## Qué hacer:
[a] Copia literalmente el pasaje del texto sobre los políticos que va desde «La definición de» hasta «ciudadanos para administrarlos.», este último incluido.
[b] Según el texto sobre los políticos, ¿qué le extrañaba al ministro de Sanidad poco después de su calificación del agente del síndrome tóxico?

## Texto fuente:
^^^^
La definición de hombre como «animal político» admite la minoración de «sí, pero unos más que otros». En lo que no nos ponemos de acuerdo es en si es mejor o peor ser más o menos político. Desde la vieja opción de considerarla como algo nefasto: «mira si la política es mala que si a la palabra más buena --madre-- le agregas política se convierte en suegra», a la opinión que ellos tienen de sí mismos: la élite de la sociedad designada por sus ciudadanos para administrarlos.
A menudo nos encontramos al político de turno encaramado en su pedestal, henchido y ufano, dictando lo que él cree una lección de bien hacer el arte de gobernar, pero que cualquier mente lúcida tildaría de chorrada o parida, y el maestro del lenguaje Cela de epítetos aún más fuertes.
Para corroborar estas afirmaciones hemos escogido algunos ejemplares sacados de la prensa diaria, seleccionadas rosas de la rosaleda; y, para evitar suspicacias, pertenecientes a partes iguales a las diferentes opciones políticas que hasta ahora han tenido responsabilidades de gobierno en la España democrática.
En orden cronológico salta a la arena el ministro de Sanidad que calificó al agente productor del síndrome tóxico del aceite de colza de «bichito que se cae y se mata», que poco después manifestaba su extrañeza porque consumían más medicinas los pensionistas que los trabajadores en activo. Al parecer, el día que explicaron la patología geriátrica en el cursillo acelerado para ministros él se quedó en casa con anginas.
^^^^
## Líneas registradas:
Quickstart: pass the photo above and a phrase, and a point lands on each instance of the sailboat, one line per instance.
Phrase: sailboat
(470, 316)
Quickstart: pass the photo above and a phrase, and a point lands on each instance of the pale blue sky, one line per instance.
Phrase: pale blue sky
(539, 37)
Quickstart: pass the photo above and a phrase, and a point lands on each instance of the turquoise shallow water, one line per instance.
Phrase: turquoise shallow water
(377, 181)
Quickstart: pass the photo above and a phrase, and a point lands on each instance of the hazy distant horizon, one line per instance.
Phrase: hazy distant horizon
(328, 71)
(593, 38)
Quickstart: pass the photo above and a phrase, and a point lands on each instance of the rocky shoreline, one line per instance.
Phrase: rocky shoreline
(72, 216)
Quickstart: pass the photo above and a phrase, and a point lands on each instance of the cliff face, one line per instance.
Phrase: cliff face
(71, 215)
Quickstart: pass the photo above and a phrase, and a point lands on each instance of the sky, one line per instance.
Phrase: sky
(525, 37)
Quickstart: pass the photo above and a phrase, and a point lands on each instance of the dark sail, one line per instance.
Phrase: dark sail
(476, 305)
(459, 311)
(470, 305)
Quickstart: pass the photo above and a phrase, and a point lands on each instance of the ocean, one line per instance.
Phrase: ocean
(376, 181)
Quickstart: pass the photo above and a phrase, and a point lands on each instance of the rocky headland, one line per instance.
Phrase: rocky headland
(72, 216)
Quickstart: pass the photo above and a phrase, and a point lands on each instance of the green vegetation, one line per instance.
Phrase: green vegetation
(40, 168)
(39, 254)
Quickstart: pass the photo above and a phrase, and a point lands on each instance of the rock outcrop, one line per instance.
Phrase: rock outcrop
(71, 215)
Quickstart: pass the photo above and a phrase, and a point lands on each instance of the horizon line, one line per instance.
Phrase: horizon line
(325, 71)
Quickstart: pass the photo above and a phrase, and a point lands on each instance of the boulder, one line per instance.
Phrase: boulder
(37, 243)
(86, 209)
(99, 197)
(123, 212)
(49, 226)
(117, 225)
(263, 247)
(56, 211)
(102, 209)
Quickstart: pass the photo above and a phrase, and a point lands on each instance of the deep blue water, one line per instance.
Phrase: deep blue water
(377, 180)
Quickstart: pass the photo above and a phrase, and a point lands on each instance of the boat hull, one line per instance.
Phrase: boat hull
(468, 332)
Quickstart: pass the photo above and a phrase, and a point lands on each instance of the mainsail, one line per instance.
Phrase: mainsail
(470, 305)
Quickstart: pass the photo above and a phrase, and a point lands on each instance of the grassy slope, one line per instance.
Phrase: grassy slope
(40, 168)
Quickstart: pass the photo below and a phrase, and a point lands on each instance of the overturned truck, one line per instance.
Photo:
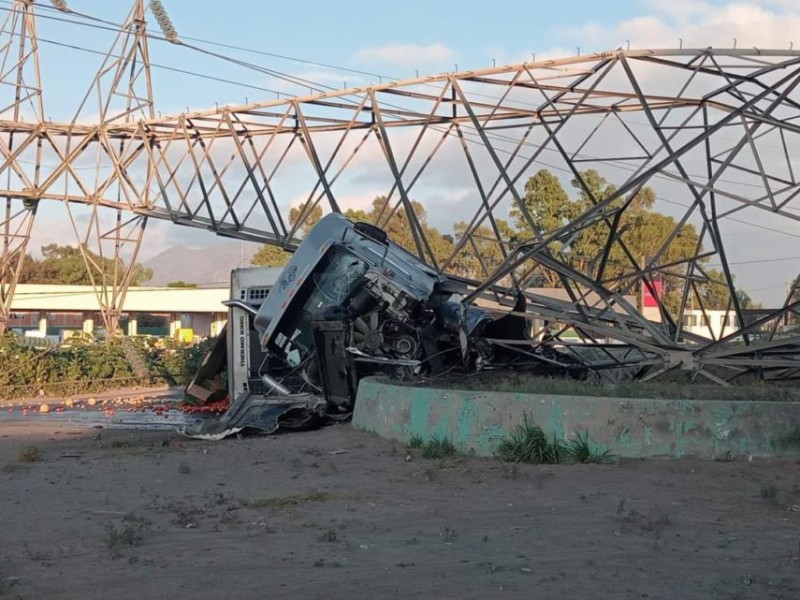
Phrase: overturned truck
(351, 303)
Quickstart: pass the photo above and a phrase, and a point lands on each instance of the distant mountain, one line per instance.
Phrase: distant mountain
(207, 266)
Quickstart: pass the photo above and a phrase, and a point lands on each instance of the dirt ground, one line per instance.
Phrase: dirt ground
(339, 513)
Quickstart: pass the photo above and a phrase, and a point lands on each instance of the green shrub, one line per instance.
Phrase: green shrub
(85, 365)
(529, 444)
(580, 450)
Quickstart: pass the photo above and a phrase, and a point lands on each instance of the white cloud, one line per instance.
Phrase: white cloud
(698, 24)
(410, 56)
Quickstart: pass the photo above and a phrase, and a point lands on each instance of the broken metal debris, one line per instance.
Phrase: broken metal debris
(352, 303)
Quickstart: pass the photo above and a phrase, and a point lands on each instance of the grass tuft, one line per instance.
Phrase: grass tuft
(289, 501)
(438, 448)
(130, 533)
(580, 450)
(416, 441)
(30, 454)
(529, 444)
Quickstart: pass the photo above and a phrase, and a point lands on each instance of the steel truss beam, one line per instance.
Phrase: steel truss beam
(20, 100)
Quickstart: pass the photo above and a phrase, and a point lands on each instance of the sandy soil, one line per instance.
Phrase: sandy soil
(339, 513)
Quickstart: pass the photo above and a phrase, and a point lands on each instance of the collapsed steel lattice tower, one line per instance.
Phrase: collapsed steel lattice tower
(714, 130)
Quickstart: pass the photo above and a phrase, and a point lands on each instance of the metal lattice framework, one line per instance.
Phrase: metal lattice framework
(715, 131)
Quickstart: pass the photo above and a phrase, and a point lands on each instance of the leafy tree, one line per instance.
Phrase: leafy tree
(65, 265)
(483, 254)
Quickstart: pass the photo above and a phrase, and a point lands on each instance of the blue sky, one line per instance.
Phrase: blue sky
(396, 40)
(355, 43)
^^^^
## Tus respuestas:
[a]
La definición de hombre como «animal político» admite la minoración de «sí, pero unos más que otros». En lo que no nos ponemos de acuerdo es en si es mejor o peor ser más o menos político. Desde la vieja opción de considerarla como algo nefasto: «mira si la política es mala que si a la palabra más buena --madre-- le agregas política se convierte en suegra», a la opinión que ellos tienen de sí mismos: la élite de la sociedad designada por sus ciudadanos para administrarlos.

[b] Que los pensionistas consumieran más medicinas que los trabajadores en activo.